── Available data

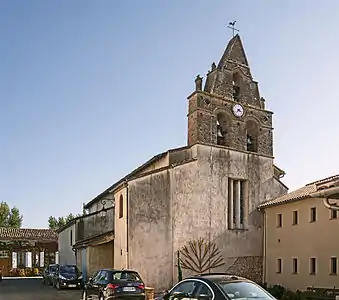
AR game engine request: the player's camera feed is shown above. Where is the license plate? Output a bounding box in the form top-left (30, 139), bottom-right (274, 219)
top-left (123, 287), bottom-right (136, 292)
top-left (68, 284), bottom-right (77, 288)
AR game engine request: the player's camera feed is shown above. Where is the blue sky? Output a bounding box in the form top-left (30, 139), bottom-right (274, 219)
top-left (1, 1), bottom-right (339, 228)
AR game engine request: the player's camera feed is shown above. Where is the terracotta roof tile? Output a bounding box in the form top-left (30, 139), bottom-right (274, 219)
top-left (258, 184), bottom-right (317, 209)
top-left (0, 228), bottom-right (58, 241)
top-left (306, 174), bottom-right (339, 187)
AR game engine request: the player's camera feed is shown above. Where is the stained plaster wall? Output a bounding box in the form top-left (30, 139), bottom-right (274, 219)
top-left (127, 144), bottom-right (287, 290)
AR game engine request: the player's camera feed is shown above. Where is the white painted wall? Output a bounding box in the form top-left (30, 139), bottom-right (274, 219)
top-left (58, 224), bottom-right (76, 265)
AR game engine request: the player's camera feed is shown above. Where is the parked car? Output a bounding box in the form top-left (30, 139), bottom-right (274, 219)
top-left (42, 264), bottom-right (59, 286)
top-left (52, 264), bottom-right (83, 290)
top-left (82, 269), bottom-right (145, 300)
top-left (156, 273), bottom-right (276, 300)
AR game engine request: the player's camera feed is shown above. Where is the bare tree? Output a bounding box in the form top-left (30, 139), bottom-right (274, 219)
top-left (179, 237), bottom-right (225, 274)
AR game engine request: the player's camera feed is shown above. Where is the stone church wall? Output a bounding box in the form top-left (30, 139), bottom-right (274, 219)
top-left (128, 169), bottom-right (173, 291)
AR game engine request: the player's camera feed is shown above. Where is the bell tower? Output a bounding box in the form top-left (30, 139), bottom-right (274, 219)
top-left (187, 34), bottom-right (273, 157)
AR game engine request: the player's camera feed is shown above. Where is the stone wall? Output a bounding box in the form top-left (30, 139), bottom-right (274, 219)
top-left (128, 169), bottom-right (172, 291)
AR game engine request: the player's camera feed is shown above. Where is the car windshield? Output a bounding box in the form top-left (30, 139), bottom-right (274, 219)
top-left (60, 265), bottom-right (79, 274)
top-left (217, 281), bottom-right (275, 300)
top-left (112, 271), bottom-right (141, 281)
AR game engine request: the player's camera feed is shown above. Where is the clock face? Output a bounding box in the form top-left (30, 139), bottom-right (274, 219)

────

◆ **Exercise**: Every line from the one containing "the car windshield?" through the final line of the data above is to be restated word for word, and nothing more.

◆ **Result**:
AR game engine request: the player's camera feed is shown above. Where is the car windshield? Output a bounding box in the form top-left (30, 139), bottom-right (274, 219)
top-left (60, 265), bottom-right (79, 274)
top-left (217, 281), bottom-right (275, 300)
top-left (112, 271), bottom-right (141, 281)
AR game engine request: the player's camera feed is shown above. Where is the clock face? Output a bounding box in the form top-left (30, 139), bottom-right (274, 219)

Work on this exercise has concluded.